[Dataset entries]
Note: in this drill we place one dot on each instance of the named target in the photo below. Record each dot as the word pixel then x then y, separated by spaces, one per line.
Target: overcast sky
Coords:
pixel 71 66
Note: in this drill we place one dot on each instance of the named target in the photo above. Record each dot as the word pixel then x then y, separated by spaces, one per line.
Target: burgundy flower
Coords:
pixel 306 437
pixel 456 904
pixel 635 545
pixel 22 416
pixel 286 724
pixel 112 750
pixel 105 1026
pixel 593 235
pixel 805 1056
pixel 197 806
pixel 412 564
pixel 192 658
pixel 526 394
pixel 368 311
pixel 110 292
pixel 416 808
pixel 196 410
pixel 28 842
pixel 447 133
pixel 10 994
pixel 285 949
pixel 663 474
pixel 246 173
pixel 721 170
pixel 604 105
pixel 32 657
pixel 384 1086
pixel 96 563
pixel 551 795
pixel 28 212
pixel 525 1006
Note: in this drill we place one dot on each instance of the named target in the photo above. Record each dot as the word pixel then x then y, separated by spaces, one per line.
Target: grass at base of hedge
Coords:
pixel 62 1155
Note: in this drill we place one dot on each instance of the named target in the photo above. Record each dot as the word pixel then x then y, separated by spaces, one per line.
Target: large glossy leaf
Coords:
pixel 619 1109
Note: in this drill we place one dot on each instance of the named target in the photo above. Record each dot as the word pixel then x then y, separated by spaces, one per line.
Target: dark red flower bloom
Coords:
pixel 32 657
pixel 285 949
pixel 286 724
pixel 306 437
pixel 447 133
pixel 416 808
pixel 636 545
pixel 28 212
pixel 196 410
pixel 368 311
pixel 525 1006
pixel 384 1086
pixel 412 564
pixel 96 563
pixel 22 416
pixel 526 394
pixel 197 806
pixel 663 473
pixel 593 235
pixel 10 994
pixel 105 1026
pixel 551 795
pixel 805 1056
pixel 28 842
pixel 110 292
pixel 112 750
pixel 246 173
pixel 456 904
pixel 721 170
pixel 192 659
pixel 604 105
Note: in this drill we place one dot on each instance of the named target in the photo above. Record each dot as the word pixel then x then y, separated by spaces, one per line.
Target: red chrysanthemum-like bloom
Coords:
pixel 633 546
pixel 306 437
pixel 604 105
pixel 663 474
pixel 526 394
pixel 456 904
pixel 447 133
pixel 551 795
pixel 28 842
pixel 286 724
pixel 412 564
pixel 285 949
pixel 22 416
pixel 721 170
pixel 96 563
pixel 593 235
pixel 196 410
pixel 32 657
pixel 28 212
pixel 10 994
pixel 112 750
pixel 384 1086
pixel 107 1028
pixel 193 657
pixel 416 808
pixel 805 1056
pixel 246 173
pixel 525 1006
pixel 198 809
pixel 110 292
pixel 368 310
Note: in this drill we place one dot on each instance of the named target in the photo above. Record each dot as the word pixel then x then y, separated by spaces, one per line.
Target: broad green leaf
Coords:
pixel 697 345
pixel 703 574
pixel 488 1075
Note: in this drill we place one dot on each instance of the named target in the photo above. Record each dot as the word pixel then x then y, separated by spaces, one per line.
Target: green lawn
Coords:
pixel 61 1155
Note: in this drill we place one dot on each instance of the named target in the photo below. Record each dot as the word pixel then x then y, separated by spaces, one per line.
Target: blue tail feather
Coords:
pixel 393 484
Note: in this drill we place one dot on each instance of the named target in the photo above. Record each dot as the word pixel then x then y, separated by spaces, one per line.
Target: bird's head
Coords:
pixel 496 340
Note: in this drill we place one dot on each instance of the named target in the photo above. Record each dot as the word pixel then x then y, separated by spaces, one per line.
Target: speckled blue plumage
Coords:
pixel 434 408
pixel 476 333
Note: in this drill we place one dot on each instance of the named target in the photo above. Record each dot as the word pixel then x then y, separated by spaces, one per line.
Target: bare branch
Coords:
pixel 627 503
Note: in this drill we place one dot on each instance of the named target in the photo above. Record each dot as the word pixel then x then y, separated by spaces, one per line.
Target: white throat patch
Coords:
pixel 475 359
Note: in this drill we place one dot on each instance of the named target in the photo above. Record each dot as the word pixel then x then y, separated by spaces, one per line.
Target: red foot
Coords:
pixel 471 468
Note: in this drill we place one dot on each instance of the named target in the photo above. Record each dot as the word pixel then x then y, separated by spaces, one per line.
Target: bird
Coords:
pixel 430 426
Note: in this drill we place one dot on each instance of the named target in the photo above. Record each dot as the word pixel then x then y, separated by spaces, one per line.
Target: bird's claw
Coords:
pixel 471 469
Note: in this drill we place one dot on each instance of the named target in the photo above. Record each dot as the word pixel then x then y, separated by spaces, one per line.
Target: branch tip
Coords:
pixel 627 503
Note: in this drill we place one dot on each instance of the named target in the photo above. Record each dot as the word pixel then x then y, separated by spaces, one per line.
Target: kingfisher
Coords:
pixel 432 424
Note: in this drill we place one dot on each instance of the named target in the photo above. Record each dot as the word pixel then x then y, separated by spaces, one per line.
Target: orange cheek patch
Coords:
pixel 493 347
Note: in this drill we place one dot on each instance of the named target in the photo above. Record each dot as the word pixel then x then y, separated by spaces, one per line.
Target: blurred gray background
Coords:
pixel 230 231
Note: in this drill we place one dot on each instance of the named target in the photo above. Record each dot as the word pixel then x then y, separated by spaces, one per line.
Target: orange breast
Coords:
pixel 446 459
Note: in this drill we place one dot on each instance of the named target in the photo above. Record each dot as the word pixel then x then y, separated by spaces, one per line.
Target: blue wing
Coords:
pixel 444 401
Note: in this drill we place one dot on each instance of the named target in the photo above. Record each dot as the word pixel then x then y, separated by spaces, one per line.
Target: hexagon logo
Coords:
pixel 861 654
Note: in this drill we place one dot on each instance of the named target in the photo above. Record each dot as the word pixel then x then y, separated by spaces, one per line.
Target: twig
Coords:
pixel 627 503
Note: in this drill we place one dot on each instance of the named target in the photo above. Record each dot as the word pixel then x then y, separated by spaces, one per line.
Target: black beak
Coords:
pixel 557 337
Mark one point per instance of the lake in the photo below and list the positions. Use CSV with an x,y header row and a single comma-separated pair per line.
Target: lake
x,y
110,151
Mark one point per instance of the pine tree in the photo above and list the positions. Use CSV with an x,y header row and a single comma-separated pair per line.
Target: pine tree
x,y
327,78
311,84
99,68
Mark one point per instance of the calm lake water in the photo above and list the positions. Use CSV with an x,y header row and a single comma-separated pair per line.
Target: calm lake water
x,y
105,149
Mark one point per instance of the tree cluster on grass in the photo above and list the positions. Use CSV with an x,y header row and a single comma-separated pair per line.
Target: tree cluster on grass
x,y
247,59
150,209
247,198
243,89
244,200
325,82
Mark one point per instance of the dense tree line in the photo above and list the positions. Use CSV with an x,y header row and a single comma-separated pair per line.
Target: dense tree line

## Task requirements
Determine how many lines in the records contain "bird", and reply with the number only.

## Written answer
3